## [Problem requirements]
Using only the records, tally the lines with "spectator" in them and state that total by itself.

## [Task inputs]
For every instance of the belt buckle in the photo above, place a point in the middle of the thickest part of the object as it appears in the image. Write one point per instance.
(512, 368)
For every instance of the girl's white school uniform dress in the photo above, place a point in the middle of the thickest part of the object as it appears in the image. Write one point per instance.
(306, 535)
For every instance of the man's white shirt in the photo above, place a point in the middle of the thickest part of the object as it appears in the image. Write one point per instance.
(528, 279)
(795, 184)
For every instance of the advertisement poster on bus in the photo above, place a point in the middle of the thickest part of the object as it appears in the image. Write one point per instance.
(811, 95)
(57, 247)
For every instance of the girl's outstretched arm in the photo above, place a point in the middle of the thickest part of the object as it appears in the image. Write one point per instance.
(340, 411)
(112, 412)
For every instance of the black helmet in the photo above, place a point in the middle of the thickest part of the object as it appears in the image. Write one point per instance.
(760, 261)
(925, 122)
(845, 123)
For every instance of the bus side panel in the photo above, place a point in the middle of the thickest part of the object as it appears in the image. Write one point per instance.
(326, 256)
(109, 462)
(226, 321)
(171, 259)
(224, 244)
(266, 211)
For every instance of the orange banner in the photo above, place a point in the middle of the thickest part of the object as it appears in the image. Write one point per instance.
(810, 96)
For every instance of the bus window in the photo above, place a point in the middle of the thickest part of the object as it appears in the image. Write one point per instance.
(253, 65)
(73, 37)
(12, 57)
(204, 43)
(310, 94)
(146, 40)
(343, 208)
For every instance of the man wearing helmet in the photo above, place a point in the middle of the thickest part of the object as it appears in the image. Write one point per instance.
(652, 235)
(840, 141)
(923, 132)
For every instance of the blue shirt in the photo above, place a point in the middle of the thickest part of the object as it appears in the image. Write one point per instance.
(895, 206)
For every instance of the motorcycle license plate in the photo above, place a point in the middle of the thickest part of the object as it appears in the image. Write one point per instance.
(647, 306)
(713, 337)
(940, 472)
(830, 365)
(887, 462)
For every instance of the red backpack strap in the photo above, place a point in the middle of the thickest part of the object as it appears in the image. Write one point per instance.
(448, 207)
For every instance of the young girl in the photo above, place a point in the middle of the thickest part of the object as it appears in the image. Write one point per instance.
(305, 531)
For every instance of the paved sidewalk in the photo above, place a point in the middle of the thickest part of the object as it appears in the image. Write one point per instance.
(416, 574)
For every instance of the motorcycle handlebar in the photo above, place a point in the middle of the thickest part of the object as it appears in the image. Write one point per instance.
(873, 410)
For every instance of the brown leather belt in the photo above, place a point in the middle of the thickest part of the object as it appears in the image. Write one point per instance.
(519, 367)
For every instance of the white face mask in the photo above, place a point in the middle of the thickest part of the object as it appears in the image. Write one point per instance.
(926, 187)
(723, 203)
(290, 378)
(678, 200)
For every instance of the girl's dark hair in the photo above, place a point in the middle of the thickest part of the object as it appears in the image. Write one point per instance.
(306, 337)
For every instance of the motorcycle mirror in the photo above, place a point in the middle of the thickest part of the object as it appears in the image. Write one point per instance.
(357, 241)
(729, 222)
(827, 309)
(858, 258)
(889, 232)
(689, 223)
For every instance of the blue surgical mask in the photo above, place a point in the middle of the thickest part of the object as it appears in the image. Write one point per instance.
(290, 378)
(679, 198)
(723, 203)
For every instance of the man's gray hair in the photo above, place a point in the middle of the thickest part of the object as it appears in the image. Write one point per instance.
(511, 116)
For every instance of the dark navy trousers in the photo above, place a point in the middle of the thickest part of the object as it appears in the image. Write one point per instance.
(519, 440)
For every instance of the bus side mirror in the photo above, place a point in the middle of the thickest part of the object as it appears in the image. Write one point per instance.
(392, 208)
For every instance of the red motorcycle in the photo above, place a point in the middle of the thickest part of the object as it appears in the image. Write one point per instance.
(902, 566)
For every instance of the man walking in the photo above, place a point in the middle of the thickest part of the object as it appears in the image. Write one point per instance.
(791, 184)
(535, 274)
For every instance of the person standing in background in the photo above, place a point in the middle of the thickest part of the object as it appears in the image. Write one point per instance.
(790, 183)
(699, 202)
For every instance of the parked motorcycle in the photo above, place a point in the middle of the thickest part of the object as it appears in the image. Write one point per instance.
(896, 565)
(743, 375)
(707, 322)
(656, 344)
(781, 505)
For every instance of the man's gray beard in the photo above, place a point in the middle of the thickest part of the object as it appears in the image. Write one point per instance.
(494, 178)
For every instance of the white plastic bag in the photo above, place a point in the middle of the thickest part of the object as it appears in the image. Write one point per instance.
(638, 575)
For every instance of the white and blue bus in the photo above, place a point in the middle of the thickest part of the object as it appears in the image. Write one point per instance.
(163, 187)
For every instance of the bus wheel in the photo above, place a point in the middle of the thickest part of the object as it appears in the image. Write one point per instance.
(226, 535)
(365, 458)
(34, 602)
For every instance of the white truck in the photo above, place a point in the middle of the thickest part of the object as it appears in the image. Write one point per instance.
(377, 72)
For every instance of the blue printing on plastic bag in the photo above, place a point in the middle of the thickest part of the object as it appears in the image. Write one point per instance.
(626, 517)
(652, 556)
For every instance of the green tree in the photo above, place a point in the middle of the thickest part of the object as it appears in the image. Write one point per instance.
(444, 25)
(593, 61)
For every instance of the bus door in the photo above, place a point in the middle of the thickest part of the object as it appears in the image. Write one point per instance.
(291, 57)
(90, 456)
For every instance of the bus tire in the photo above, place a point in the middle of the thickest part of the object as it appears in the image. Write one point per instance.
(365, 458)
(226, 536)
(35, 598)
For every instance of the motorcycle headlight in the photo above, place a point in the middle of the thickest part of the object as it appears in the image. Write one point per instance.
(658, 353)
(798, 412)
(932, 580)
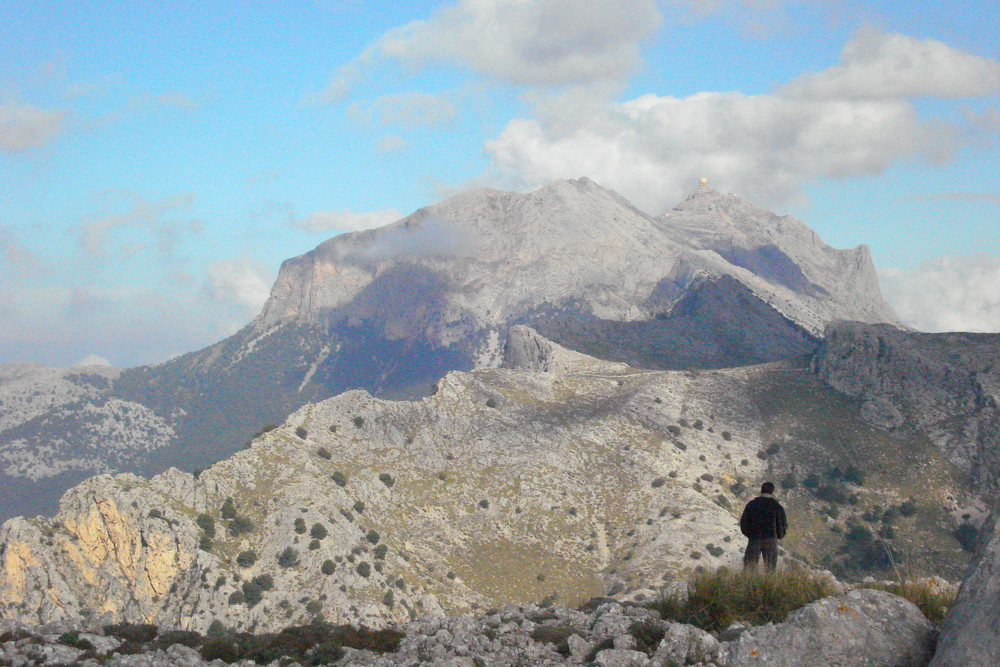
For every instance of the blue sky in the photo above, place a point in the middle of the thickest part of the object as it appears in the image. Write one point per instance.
(158, 160)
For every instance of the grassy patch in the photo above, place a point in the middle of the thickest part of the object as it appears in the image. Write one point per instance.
(717, 599)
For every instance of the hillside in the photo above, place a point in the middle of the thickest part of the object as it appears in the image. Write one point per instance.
(713, 283)
(507, 484)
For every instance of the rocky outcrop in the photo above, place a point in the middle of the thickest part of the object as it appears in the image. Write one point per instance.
(526, 350)
(970, 631)
(942, 386)
(863, 627)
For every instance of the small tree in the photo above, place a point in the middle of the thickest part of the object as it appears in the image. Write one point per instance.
(288, 558)
(246, 558)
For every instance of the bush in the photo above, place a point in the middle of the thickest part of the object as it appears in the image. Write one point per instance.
(246, 558)
(239, 526)
(207, 524)
(717, 599)
(966, 535)
(288, 558)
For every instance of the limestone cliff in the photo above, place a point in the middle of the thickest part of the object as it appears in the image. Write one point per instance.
(505, 485)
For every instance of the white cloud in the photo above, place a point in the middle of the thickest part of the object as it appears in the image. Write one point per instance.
(947, 293)
(239, 281)
(391, 143)
(99, 234)
(93, 360)
(653, 149)
(543, 42)
(410, 110)
(343, 220)
(25, 126)
(890, 65)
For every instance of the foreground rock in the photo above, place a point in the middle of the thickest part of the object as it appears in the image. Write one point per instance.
(860, 628)
(969, 637)
(863, 627)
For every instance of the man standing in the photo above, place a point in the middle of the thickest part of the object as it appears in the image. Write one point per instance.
(763, 523)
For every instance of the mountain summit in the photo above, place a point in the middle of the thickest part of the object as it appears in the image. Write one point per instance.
(715, 282)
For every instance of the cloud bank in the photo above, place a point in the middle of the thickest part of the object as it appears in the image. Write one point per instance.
(947, 294)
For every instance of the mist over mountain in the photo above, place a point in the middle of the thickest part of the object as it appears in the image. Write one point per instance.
(712, 283)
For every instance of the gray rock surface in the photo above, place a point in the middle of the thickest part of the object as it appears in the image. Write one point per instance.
(969, 636)
(506, 485)
(863, 627)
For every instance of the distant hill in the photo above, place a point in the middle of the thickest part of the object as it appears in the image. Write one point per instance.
(713, 283)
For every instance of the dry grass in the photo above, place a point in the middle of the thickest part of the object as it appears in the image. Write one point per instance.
(717, 599)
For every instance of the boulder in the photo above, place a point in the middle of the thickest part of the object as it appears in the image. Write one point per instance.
(863, 627)
(970, 635)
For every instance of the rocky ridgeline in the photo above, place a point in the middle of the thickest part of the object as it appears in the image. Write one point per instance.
(507, 485)
(863, 627)
(942, 386)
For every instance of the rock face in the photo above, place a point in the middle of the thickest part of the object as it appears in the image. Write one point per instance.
(713, 283)
(504, 486)
(945, 386)
(970, 631)
(863, 627)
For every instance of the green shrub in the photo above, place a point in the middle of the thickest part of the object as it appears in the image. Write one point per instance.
(716, 599)
(206, 523)
(288, 558)
(246, 558)
(240, 525)
(966, 535)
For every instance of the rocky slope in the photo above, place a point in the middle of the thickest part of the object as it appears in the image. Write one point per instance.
(714, 283)
(506, 485)
(883, 630)
(945, 386)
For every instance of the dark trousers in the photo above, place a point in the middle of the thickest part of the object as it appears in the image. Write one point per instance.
(768, 547)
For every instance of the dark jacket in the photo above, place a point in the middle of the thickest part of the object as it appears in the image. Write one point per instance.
(763, 518)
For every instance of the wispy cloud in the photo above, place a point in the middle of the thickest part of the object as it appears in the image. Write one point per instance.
(957, 293)
(344, 220)
(24, 126)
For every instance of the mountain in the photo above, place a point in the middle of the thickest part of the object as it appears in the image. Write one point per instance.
(713, 283)
(558, 476)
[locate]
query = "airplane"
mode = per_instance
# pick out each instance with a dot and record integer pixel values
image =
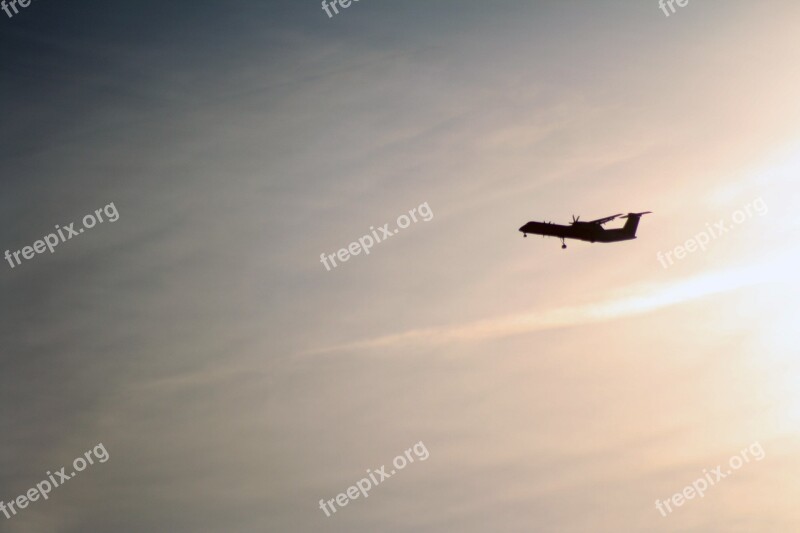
(592, 231)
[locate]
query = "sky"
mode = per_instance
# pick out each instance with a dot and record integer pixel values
(236, 381)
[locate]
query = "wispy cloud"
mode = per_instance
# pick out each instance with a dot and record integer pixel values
(650, 298)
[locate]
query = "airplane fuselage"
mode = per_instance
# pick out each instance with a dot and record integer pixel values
(580, 231)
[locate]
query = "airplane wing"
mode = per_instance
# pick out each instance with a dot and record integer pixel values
(601, 221)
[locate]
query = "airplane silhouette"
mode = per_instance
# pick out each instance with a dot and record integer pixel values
(586, 231)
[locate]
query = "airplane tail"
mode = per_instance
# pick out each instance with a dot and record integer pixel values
(632, 224)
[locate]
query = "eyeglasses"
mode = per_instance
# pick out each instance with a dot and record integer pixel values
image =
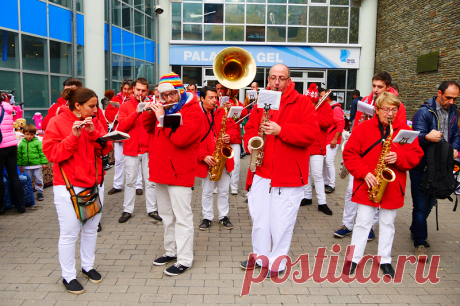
(281, 79)
(387, 110)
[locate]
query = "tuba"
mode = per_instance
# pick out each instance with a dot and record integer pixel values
(383, 174)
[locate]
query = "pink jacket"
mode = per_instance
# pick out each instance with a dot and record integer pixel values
(9, 138)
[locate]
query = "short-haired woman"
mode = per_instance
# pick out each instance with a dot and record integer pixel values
(71, 143)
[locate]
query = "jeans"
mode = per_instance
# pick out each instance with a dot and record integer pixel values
(419, 201)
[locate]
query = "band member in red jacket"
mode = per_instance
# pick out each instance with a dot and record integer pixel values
(212, 121)
(173, 158)
(78, 152)
(111, 113)
(277, 185)
(135, 151)
(317, 152)
(361, 157)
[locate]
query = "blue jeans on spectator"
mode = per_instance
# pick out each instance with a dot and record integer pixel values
(420, 201)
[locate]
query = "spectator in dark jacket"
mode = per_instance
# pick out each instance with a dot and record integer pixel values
(437, 118)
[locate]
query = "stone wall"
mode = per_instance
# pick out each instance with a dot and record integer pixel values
(407, 29)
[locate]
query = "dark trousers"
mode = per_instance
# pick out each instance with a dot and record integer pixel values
(8, 160)
(422, 206)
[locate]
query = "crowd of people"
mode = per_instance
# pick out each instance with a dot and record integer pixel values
(176, 135)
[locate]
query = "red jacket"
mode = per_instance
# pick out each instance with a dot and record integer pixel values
(209, 143)
(360, 141)
(129, 121)
(173, 155)
(52, 112)
(286, 160)
(324, 115)
(74, 154)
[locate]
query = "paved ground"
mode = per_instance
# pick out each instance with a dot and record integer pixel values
(30, 272)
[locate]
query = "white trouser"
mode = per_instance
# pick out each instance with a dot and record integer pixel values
(38, 174)
(329, 167)
(363, 225)
(273, 214)
(119, 168)
(349, 211)
(222, 196)
(69, 228)
(235, 175)
(131, 173)
(174, 206)
(316, 170)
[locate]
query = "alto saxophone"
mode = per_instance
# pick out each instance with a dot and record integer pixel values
(221, 153)
(383, 174)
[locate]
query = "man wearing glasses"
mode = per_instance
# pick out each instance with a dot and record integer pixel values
(276, 187)
(437, 118)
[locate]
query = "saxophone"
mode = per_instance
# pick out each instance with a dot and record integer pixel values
(221, 153)
(383, 174)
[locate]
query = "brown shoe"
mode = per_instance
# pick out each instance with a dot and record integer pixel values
(154, 215)
(113, 191)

## [Task solution]
2